═══ Items ═══

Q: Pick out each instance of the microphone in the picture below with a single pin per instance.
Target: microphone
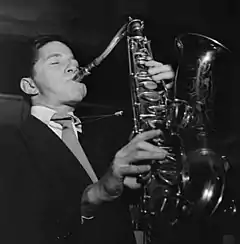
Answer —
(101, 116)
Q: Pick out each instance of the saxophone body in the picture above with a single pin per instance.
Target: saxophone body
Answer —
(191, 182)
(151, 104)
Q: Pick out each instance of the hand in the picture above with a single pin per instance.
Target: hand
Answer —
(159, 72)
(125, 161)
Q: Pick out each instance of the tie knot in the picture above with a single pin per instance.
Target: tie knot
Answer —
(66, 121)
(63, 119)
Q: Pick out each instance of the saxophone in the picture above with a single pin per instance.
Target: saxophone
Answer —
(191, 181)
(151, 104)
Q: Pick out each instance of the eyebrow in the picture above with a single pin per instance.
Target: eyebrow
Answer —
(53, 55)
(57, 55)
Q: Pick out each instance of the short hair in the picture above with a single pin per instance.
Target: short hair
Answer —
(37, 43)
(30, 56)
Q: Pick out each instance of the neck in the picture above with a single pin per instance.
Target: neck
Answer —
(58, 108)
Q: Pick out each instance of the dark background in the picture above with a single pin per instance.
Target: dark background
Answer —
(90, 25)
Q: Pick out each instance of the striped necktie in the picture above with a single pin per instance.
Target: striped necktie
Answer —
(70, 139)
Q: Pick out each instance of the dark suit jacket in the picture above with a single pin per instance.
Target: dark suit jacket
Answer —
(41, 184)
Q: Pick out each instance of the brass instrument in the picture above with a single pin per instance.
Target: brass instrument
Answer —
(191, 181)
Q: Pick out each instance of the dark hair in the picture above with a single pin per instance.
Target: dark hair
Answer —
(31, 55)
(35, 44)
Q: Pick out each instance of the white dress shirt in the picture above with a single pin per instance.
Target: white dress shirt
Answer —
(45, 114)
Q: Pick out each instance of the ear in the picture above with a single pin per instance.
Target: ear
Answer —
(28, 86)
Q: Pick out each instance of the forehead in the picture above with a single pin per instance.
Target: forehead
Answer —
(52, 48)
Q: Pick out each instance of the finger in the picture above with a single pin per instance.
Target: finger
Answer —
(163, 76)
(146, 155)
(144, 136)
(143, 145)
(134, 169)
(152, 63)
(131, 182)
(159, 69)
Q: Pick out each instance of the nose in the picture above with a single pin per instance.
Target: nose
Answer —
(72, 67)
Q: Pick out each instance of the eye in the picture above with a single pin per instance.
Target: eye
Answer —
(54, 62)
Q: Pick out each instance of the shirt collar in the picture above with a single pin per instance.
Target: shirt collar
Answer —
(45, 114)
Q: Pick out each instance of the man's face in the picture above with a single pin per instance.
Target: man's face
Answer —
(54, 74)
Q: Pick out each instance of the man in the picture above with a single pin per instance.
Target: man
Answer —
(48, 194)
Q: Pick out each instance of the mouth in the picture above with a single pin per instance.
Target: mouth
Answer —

═══

**Written request:** Word for word, quote the lines above. Omit the pictures.

**Written answer:**
Q: Pick out each instance of the microphone in the picture below with a single pin per instance.
Target: microphone
Answer —
(101, 116)
Q: Pick out each instance of the saxophone body in the picture above with a single pin per instance.
Target: saxophone body
Answer —
(191, 182)
(151, 104)
Q: Pick out each instance of the hand in the picture above with a single pin per instance.
Target: hand
Answer —
(159, 72)
(125, 161)
Q: Pick out each instance of the tie knot in the picture above with a single pin per instance.
Target: tie knot
Answer —
(66, 121)
(63, 119)
Q: Pick out each instance of the saxophone in the picture above with a single pin per instance.
Target: saxophone
Answer —
(191, 181)
(151, 104)
Q: Pick out each instance of the eyebrow in the picture above with a single pin per instance.
Target: eyebrow
Answer —
(53, 55)
(57, 55)
Q: Pick out each instance of the short hair in the picture above with a single pin per instance.
Target: short hair
Answer —
(37, 43)
(30, 56)
Q: Pick out each instance of the neck in the picture above with a single pin per instance.
Target: neck
Answer —
(58, 108)
Q: Pick out each instance of the dark background in the picture above with a single pin per instance.
Target: dark background
Answer —
(90, 25)
Q: Pick out each instance of the striped necktie in the picture above with a single pin per instance.
Target: striped necktie
Answer —
(70, 139)
Q: Pick out each instance of the dark suit jacket in the picture above with a single pin per instance.
Target: dark suit jacket
Answer —
(41, 184)
Q: Pick out each instance of the brass instrument in the picture above with a single pin per instance.
Target: brass instrument
Answer —
(191, 181)
Q: Pick out each instance of the dark hair in the picture above with a single pin per instance.
Target: dark hair
Answer —
(31, 55)
(35, 44)
Q: Pick out each instance of the white dress shirt in the picture above with a single pin per instance.
Target: white dress shirt
Answer —
(45, 114)
Q: Pick out each instance of the ear in the picture above with a single pin per instance.
Target: ear
Answer —
(28, 86)
Q: Pick out each instance of the forehead in the picture above with a single pin per instance.
Target: forehead
Answer —
(52, 48)
Q: Pick out each instance of the finger in the picture above with a single pin per instance.
Target: finger
Answer —
(163, 76)
(146, 155)
(144, 136)
(143, 145)
(134, 169)
(152, 63)
(131, 182)
(159, 69)
Q: Pick out each instance of the nose in the picture above with a single pin per instance.
Target: nose
Answer —
(72, 67)
Q: Pick out each instance of the eye in the picture above with a single pin per instance.
Target: eye
Answer —
(54, 62)
Q: Pick out each instance of the shirt collar in the picture above with a single pin per instance.
Target: shirt collar
Answer —
(45, 114)
Q: Pick out each instance of the man's face in the picture above with a single pin per instance.
Target: man's face
Answer —
(54, 74)
Q: Pick out each instance of the man in the picture above with a single pin per instance.
Target: man
Answer —
(48, 194)
Q: Pick out each instance of the mouth in the picture above with a single pin per instance.
Target: mouth
Answer —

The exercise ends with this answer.